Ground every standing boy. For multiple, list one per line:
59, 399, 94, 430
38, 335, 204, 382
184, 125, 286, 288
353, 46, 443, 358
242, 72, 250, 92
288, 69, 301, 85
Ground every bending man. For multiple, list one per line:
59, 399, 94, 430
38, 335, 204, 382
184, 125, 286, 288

---

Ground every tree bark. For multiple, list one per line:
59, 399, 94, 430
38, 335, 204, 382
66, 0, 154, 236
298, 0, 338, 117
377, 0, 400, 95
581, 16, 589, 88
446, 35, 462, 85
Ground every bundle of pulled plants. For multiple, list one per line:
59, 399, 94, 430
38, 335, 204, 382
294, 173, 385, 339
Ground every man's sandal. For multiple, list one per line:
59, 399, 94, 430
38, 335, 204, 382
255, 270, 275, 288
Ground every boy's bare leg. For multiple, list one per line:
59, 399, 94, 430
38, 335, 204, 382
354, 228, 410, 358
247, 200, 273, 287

▸ What you should do:
Which lines of the data include the word "multiple"? Copy each one.

▸ Answer for this exercise:
Ground every standing boy. For multiple, list one per line:
Ground every bending man. For multiple, list one per line:
Ground every tree bark. For multiple, list one per line:
Ground every bundle of pulled plants. For multiple, list one per line:
Ground every man's sandal. For multiple, list one per line:
Ground every boy's bare leg. For multiple, list one per line:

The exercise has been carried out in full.